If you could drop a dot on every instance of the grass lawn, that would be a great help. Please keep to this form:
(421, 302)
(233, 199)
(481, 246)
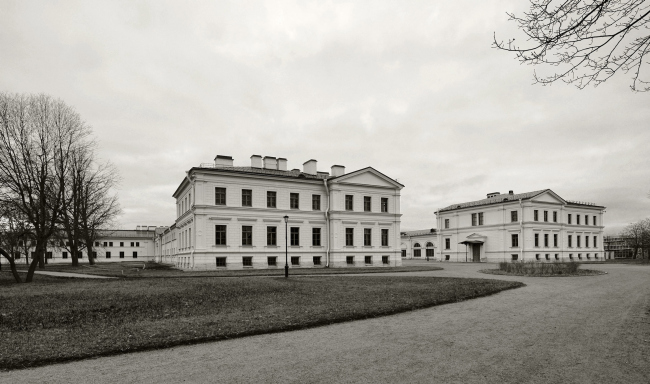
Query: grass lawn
(143, 269)
(55, 320)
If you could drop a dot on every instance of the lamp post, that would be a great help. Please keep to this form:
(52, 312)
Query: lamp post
(286, 247)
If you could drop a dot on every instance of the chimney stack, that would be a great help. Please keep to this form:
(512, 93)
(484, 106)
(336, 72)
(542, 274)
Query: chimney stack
(338, 170)
(282, 164)
(256, 161)
(223, 161)
(270, 162)
(309, 167)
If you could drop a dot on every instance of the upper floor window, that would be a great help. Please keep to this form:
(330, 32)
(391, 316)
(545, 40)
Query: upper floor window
(348, 203)
(367, 203)
(219, 196)
(271, 199)
(294, 200)
(247, 198)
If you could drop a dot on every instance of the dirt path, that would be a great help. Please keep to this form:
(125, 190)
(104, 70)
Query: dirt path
(555, 330)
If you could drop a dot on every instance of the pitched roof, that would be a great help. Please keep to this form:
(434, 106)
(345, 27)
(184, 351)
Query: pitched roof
(500, 198)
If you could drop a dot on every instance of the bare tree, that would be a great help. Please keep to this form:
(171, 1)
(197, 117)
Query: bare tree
(587, 40)
(37, 136)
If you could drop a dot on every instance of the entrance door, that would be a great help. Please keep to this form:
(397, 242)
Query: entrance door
(476, 253)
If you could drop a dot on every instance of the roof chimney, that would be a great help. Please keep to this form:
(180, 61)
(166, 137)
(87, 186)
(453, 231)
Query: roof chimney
(282, 164)
(309, 167)
(270, 162)
(338, 170)
(256, 161)
(223, 161)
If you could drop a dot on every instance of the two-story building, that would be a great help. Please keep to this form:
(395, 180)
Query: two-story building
(537, 225)
(238, 217)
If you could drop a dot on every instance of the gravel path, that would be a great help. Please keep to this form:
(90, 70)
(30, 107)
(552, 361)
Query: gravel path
(592, 329)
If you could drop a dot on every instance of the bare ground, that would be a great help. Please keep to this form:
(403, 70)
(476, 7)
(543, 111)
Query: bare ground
(591, 329)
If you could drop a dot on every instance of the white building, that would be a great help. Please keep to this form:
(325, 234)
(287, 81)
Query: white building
(537, 225)
(420, 244)
(233, 217)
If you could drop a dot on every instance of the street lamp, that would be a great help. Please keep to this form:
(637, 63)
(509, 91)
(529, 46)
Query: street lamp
(286, 247)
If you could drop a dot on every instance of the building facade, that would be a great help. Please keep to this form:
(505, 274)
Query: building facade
(233, 217)
(420, 244)
(537, 225)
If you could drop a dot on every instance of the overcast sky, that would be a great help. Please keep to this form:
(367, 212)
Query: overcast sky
(413, 89)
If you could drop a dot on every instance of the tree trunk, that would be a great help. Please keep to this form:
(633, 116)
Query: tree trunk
(12, 265)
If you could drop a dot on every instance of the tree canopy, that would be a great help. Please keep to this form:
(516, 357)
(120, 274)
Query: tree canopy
(589, 41)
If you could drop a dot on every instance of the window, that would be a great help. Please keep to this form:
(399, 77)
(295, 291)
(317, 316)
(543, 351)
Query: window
(295, 236)
(348, 203)
(271, 199)
(367, 236)
(349, 237)
(271, 236)
(247, 235)
(546, 239)
(247, 197)
(315, 237)
(219, 196)
(220, 234)
(294, 201)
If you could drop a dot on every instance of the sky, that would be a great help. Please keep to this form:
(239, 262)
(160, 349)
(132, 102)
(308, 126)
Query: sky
(413, 89)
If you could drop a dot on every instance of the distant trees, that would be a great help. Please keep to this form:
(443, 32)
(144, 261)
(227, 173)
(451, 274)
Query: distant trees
(588, 41)
(50, 181)
(638, 238)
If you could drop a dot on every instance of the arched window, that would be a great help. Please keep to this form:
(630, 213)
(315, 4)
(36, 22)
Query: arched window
(417, 252)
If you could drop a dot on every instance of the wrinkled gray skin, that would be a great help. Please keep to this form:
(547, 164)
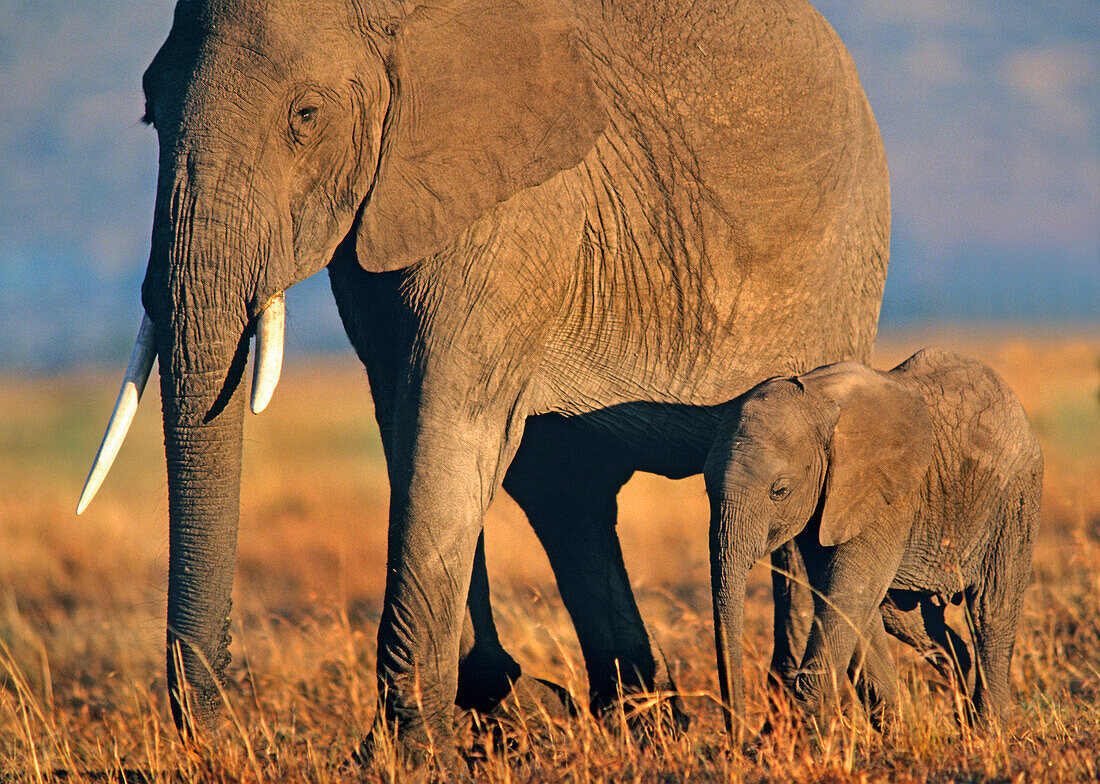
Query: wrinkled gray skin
(557, 236)
(923, 482)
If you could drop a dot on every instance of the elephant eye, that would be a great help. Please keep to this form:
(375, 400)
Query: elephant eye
(305, 112)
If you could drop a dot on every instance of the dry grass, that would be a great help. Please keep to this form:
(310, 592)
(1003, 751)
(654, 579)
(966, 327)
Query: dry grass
(81, 605)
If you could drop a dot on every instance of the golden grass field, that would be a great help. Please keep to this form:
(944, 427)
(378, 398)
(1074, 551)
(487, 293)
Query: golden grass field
(81, 604)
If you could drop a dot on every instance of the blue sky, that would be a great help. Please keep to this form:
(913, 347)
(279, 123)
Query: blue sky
(990, 111)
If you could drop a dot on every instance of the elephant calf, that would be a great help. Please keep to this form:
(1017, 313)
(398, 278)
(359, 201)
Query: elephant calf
(923, 482)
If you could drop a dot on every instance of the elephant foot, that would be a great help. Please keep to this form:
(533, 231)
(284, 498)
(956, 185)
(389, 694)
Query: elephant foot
(531, 718)
(411, 753)
(649, 717)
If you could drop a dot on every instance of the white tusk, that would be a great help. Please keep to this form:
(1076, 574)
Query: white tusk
(268, 363)
(133, 385)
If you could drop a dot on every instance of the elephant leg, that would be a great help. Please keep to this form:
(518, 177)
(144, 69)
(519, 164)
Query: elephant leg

Prompt – Will you restate every entry word for word and omit the images?

Response area –
If you could drop a dot on every instance of the grass lawn, that would be a great help. Please keep to this form:
(421, 302)
(233, 199)
(481, 246)
Query: grass lawn
(143, 269)
(55, 320)
If you could drop a dot on every instance of the lamp post, that would be a great help. Please keep to this form:
(52, 312)
Query: lamp post
(286, 247)
If you could drop a dot on every instance of the chimney stack, that would be a great help. Please keep to this form:
(512, 93)
(484, 106)
(336, 72)
(542, 274)
Query: chimney stack
(338, 170)
(282, 164)
(256, 161)
(223, 161)
(270, 162)
(309, 167)
If you could drop a dot on every instance of the upper floor window, that would be a great help. Please keep to this form:
(330, 32)
(391, 316)
(545, 40)
Query: upper floor window
(348, 203)
(367, 203)
(219, 196)
(271, 199)
(294, 200)
(247, 198)
If you could drop a dot on every instance of the dirt path, that would be a great help. Please keep to this form:
(125, 190)
(104, 70)
Query: dirt path
(555, 330)
If you could drop a dot on every instance of the pitched roof, that would be a great help. Please keep to this form:
(434, 106)
(345, 27)
(184, 351)
Query: pitched roof
(500, 198)
If you could drop a dot on every instance of the bare tree, that would be a great help. Please keep to this form:
(171, 1)
(197, 117)
Query: bare tree
(587, 40)
(37, 136)
If you could drop a dot on every instance of the entrance door, that would be a great help. Please keep to this form:
(397, 242)
Query: entrance door
(476, 253)
If you could drop a dot on every instance of the roof chimney, that would be a great help. Please keep to this form:
(180, 61)
(166, 137)
(87, 186)
(453, 231)
Query: roof chimney
(282, 164)
(309, 167)
(270, 162)
(338, 170)
(256, 161)
(223, 161)
If you could drop a dot on every instance of the two-story building, that would be a great help. Please keep to this form:
(395, 180)
Query: two-story building
(537, 225)
(238, 217)
If you could drop a dot on every instance of the gravel path, that would be a great help. Please keep to this form:
(90, 70)
(30, 107)
(552, 361)
Query: gravel path
(592, 329)
If you could drop a dot on every instance of the bare ground, that would be a great help. Please keep to this form:
(403, 70)
(476, 7)
(543, 111)
Query: bare ground
(591, 329)
If you could drop a dot on every instance of the white building, that would be a great help. Please keep to this form:
(325, 234)
(287, 81)
Query: white building
(537, 225)
(420, 244)
(233, 217)
If you could drop a dot on every instance of the street lamp, that would be a great help. Please keep to this form:
(637, 63)
(509, 91)
(529, 46)
Query: street lamp
(286, 247)
If you could drop a dot on every instance of the building facade, that would be a great help. Please keep to this form:
(505, 274)
Query: building facade
(233, 217)
(420, 244)
(537, 225)
If you could drop a dot on every instance of the overcast sky, that would be a great help. Please keep to this form:
(367, 212)
Query: overcast sky
(413, 89)
If you could drop a dot on every instance of the tree trunk, that would be a great help. Please keep to this form:
(633, 116)
Query: tree trunk
(12, 265)
If you could drop a dot on every instance of the tree canopy, that would be a great help. Please keep to this form:
(516, 357)
(120, 274)
Query: tree canopy
(589, 41)
If you could drop a dot on every instance of the window, that would be a great help. Please keep to this form:
(399, 77)
(295, 291)
(317, 316)
(543, 351)
Query: window
(295, 236)
(348, 203)
(271, 199)
(367, 236)
(349, 237)
(271, 236)
(247, 235)
(546, 239)
(247, 197)
(315, 237)
(219, 196)
(220, 234)
(294, 201)
If you could drop a dot on every instance of the sky, that would be a great help. Please keep to this form:
(239, 262)
(160, 349)
(132, 102)
(308, 126)
Query: sky
(413, 89)
If you could drop a dot on every instance of the distant trees, that would be a great help. Please keep to this form:
(443, 32)
(144, 261)
(227, 173)
(451, 274)
Query: distant trees
(588, 41)
(50, 181)
(638, 238)
If you could drop a dot on every instance of the arched window, that would be a great help. Please keep to this form:
(630, 213)
(315, 4)
(36, 22)
Query: arched window
(417, 252)
If you could drop a dot on every instance of the wrinkled gray skin, that would be a great help. Please keep to this form:
(547, 164)
Query: wrinkled gray skin
(557, 236)
(923, 482)
If you could drop a dot on every instance of the elephant eye, that would be a great help. Please keep to this form:
(375, 400)
Query: elephant eye
(305, 112)
If you could drop a dot on every instance of the dry grass, that would be a great help. Please keep to this form:
(310, 592)
(1003, 751)
(654, 579)
(966, 327)
Query: dry grass
(81, 605)
If you could drop a dot on every instance of the golden grass field, that would be a great help. Please keep to this form:
(944, 427)
(378, 398)
(1074, 551)
(487, 293)
Query: golden grass field
(81, 604)
If you could drop a dot on every instance of the blue sky, that would be a great help. Please keep to this form:
(913, 347)
(279, 123)
Query: blue sky
(990, 111)
If you could drop a dot on every instance of the elephant calf, that would be a great help. Please keep to this form:
(1017, 313)
(398, 278)
(359, 201)
Query: elephant calf
(923, 482)
If you could drop a dot on every instance of the elephant foot, that would be a great help. Please keep to this form:
(533, 231)
(284, 498)
(956, 185)
(389, 694)
Query: elephant foot
(531, 718)
(411, 753)
(649, 717)
If you could drop a dot on every instance of the white tusk, that would be a great help. Please keep to this form:
(1076, 574)
Query: white tusk
(268, 363)
(133, 385)
If you could drop a dot on every instance of the elephant leg, that would be a great help. Please keep to this form:
(518, 177)
(144, 69)
(519, 164)
Query: elephant leg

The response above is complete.